• **STATED GOAL**
Copy the records below word for word, keeping every line and number unchanged.

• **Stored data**
%%

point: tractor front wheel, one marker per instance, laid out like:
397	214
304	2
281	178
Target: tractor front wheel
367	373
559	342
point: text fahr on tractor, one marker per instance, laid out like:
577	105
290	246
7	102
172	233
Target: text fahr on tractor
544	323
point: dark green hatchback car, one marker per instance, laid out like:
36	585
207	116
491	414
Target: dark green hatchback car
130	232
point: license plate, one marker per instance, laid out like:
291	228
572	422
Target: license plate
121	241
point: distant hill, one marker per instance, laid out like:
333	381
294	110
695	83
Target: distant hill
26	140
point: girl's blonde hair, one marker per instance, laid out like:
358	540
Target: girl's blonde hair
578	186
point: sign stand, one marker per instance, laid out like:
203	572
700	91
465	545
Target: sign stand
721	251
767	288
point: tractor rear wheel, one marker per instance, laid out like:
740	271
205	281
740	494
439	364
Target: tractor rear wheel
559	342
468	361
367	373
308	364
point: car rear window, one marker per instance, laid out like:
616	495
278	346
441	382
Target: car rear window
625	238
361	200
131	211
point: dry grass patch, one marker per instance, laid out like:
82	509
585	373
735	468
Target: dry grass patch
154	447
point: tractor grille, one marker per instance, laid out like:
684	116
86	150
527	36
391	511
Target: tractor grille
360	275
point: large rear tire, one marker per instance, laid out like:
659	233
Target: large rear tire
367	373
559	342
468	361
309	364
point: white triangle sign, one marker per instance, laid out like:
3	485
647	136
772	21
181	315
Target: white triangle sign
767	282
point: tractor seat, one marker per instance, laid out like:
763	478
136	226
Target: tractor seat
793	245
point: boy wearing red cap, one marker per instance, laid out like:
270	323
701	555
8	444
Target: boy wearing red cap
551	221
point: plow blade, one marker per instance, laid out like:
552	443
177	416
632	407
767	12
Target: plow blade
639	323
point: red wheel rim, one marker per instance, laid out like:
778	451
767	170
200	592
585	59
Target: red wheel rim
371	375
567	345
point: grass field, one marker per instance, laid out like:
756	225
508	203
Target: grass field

%%

• **RESULT**
point: tractor front wheel, one marker per instance, laid out like:
397	214
304	2
281	178
Target: tractor front wheel
367	373
559	342
point: text fahr on tractor, one marker per instance, laid out like:
577	105
290	246
7	102
172	233
Target: text fahr on tractor
544	323
point: dark green hatchback car, one marker per instance, laid out like:
36	585
207	116
491	414
Target: dark green hatchback car
130	232
point: license plate, one marker per instance, laid out like:
291	228
572	422
Target: license plate
121	241
point: distant hill, one marker per instance, laid out like:
333	381
294	110
695	83
Target: distant hill
26	140
point: girl's blonde hair, one marker per instance, laid out like:
358	540
Target: girl's blonde hair
578	186
point: sign stand, one marker per instance, laid out like:
203	572
700	91
465	545
Target: sign stand
721	251
767	288
point: tractor rear wheel, one marker per instance, laid out like:
740	271
205	281
740	494
439	364
Target: tractor rear wheel
559	342
468	361
367	373
308	364
point: car rear window, one marker per instance, laid out like:
616	495
278	346
441	382
Target: car rear window
625	238
361	200
131	211
point: dry grass patch, one marker per instance, laid out like:
82	509
585	373
735	468
Target: dry grass patch
154	447
point: tractor grille, one marker per instance, laid out like:
684	116
86	150
527	36
391	511
Target: tractor grille
360	275
point: large rear tire, one marker per instance, laid out like:
659	233
Target: large rear tire
367	373
559	342
468	361
309	364
point: white triangle sign, one marker per instance, laid out like:
3	485
647	136
772	21
181	315
Target: white triangle sign
767	282
point: tractor seat, one marker per instance, laid out like:
763	478
136	226
Target: tractor seat
793	245
point: boy wearing red cap, one marker per instance, laid out like:
270	323
701	555
8	444
Target: boy wearing red cap
551	221
point: plow blade, one marker per instance, laid out like:
552	443
177	416
632	407
767	12
Target: plow blade
639	323
point: red wheel rim, one marker per instance, laid out like:
778	451
767	170
200	592
585	59
Target: red wheel rim
371	375
567	345
point: grass field, one marker per instance, laid out like:
756	225
508	203
Target: grass field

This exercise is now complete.